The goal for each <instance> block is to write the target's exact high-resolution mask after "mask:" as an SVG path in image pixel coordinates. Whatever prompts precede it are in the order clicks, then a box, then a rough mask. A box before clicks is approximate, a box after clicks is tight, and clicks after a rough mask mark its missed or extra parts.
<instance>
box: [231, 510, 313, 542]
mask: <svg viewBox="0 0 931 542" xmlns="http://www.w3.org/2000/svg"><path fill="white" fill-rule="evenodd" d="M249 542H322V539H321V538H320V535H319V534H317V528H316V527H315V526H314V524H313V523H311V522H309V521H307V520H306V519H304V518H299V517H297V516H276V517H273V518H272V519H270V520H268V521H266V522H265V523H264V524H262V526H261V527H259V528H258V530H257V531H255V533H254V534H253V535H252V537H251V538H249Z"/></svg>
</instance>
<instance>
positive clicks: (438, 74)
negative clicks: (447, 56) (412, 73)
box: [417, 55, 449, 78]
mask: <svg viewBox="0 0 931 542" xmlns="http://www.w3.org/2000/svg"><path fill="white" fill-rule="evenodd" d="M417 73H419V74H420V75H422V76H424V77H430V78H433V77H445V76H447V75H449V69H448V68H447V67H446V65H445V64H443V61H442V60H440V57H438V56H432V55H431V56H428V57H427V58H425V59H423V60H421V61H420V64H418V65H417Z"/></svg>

### DESKRIPSI MASALAH
Ubah semua item di atas dengan mengganti "negative clicks" menjadi "klik negatif". Bagian lainnya tetap sama.

### HASIL TUGAS
The goal for each <instance> block is to write the target's exact high-resolution mask after "mask:" as an SVG path in image pixel coordinates. Whatever prompts precede it are in the order clicks, then a box, then a rough mask. A box before clicks is approximate, a box after clicks is tight, and clicks after a rough mask mark its missed or extra parts.
<instance>
box: [231, 510, 313, 542]
mask: <svg viewBox="0 0 931 542" xmlns="http://www.w3.org/2000/svg"><path fill="white" fill-rule="evenodd" d="M249 542H322V539H321V538H320V535H319V534H317V528H316V527H315V526H314V524H313V523H311V522H309V521H307V520H306V519H304V518H299V517H297V516H276V517H273V518H272V519H270V520H268V521H266V522H265V523H264V524H262V526H261V527H259V528H258V530H257V531H255V533H254V534H253V535H252V537H251V538H249Z"/></svg>
</instance>
<instance>
positive clicks: (438, 74)
klik negatif: (447, 56) (412, 73)
box: [417, 55, 449, 78]
mask: <svg viewBox="0 0 931 542" xmlns="http://www.w3.org/2000/svg"><path fill="white" fill-rule="evenodd" d="M417 73H419V74H420V75H422V76H424V77H430V78H433V77H445V76H447V75H449V69H448V68H447V67H446V65H445V64H443V61H442V60H440V57H438V56H432V55H431V56H428V57H427V58H425V59H423V60H421V61H420V64H418V65H417Z"/></svg>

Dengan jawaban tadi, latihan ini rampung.